■ WHAT YOU SHOULD DO
Repeat the material exactly, every line of it.

■ RECORDS TO USE
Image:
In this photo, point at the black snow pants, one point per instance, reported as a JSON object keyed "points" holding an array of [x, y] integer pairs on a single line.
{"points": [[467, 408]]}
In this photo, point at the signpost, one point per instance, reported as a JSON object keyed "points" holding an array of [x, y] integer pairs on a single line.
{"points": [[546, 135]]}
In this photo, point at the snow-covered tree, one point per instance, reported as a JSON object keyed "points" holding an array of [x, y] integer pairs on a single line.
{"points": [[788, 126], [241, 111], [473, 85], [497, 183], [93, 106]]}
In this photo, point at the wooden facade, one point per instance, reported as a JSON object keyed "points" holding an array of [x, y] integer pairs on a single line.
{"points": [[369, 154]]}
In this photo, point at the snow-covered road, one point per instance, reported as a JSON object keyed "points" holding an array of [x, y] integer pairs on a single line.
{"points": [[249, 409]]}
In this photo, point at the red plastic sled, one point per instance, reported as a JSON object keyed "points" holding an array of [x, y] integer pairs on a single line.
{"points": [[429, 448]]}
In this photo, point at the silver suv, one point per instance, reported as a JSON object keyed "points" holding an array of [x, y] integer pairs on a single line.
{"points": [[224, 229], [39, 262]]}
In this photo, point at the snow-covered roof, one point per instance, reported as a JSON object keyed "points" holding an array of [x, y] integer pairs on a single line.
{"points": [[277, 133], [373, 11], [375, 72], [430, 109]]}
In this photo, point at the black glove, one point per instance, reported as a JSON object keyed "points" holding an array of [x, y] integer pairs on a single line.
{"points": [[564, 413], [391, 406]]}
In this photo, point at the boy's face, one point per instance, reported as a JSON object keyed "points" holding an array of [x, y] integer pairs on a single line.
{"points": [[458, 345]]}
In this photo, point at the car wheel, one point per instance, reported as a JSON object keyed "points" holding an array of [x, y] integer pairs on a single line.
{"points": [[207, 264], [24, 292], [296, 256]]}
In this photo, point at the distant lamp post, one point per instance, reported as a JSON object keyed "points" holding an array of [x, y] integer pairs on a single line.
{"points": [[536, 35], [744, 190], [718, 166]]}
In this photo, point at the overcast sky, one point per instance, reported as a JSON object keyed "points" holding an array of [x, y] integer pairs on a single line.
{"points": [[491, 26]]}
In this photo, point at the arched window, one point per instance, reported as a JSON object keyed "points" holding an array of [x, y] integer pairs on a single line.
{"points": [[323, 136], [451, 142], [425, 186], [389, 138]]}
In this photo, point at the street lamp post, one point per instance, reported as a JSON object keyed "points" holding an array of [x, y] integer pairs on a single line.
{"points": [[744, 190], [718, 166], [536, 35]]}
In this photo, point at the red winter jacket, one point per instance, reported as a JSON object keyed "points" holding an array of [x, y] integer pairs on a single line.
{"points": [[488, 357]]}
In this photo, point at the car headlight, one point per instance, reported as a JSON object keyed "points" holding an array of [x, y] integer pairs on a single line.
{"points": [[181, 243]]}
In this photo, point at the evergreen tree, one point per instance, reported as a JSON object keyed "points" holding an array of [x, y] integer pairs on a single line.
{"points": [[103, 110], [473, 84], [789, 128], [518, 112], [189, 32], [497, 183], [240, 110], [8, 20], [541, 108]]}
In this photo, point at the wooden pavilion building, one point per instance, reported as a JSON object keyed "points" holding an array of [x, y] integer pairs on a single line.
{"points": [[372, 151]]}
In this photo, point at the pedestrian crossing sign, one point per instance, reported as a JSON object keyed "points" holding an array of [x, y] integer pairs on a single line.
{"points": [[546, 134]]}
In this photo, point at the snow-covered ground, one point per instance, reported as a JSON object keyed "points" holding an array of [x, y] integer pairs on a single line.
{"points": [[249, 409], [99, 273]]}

■ EXERCISE RESULT
Image:
In this photo, point at the black snow pants, one point per instance, reported as a JSON object keyed "points" holding an array of [x, y] integer pairs on a single line.
{"points": [[467, 408]]}
In this photo, point at the signpost, one point per instance, reported as a JSON object keyed "points" holding an array of [x, y] integer pairs on a single line.
{"points": [[546, 135]]}
In this photo, point at the snow-covered tree, one point per instance, reported as a JSON object keyed "points" holding an array of [x, y] integer pairs on a single line.
{"points": [[788, 126], [241, 111], [473, 85], [497, 183], [93, 106]]}
In this photo, point at the wooden facade, one point per instance, reported as a JSON object keyed "points" holding an array of [x, y] integer pairs on a single line.
{"points": [[369, 154]]}
In this photo, point at the snow-covered road, one point per instance, reported as a JSON object keyed "points" holding an array of [x, y] integer pairs on a single line.
{"points": [[249, 409]]}
In this photo, point at the red plastic sled, one point per instance, reported as a JSON object keyed "points" holding an array of [x, y] integer pairs on a single line.
{"points": [[429, 448]]}
In this photo, point at the silver suv, one point per instance, reported as a JSON object keyed "points" holding an array of [x, y] integer pairs on a single line.
{"points": [[224, 229], [39, 262]]}
In this photo, point at the snow-covered roof, one point per instance, reported as a JSON object keyed "points" holding an array of [x, y] integer pairs on a single line.
{"points": [[277, 133], [373, 11], [375, 72], [430, 109]]}
In this photo, point at the black glove, one point per instance, reported as a JSON object keyed "points" holding an array of [x, y] integer pairs on a single line.
{"points": [[564, 413], [391, 406]]}
In this photo, point at the boy's face, one point per instance, reported as a JSON object keyed "points" holding an array of [x, y] integer pairs on a single line.
{"points": [[458, 345]]}
In this photo, point at the car wheel, one point per instance, reported as a JSON object keyed "points" holding an array of [x, y] integer pairs on a single line.
{"points": [[207, 264], [24, 292], [296, 256]]}
In this photo, point at the distant lamp post, one point per instance, reported as a JSON object keyed "points" holding an array of [x, y] integer pairs on a single line.
{"points": [[536, 35], [744, 190], [718, 166]]}
In this photo, point at the overcast sky, one point per instance, reported as a JSON object keyed "points" holding an array of [x, y] integer pairs on a single line.
{"points": [[491, 26]]}
In this photo, point at the arched window, one point per instance, reported as a JSON object keyed "points" holding an array of [x, y] integer pairs on a single line.
{"points": [[323, 136], [451, 142], [425, 186], [389, 138]]}
In this photo, point at the street lamp post, one point per instance, reported as a JSON object keyed "points" holding an array of [x, y] integer pairs on a single line.
{"points": [[744, 190], [718, 166], [536, 35]]}
In this photo, point at the red winter jacket, one point per instance, reported as a JSON object keyed "points" holding an array of [x, y] integer pairs on a single line.
{"points": [[488, 357]]}
In this photo, point at the car headlight, one point per instance, reported as a JSON object keyed "points" holding an array of [x, y] integer pairs on a single line.
{"points": [[181, 243]]}
In this photo, point at the evergreen tree, one point per instance, reported as a JSON object keyed "points" holding an array of [x, y] integer pairs on a single line.
{"points": [[103, 110], [473, 84], [789, 128], [518, 112], [189, 32], [497, 183], [240, 110], [8, 20], [541, 108]]}
In this photo, point at the wooden pavilion building, one point per instance, reported as a JSON object keyed "points" holding an array of [x, y] integer pairs on a single line.
{"points": [[372, 151]]}
In this photo, point at the pedestrian crossing sign, one point per instance, reported as a JSON object keyed "points" holding an array of [x, y] integer pairs on a single line.
{"points": [[546, 134]]}
In this photo, point at the snow-covered ground, one point per instance, reported as a JSON object keyed "points" holding an array of [x, y] integer pairs on a single line.
{"points": [[249, 409], [99, 273]]}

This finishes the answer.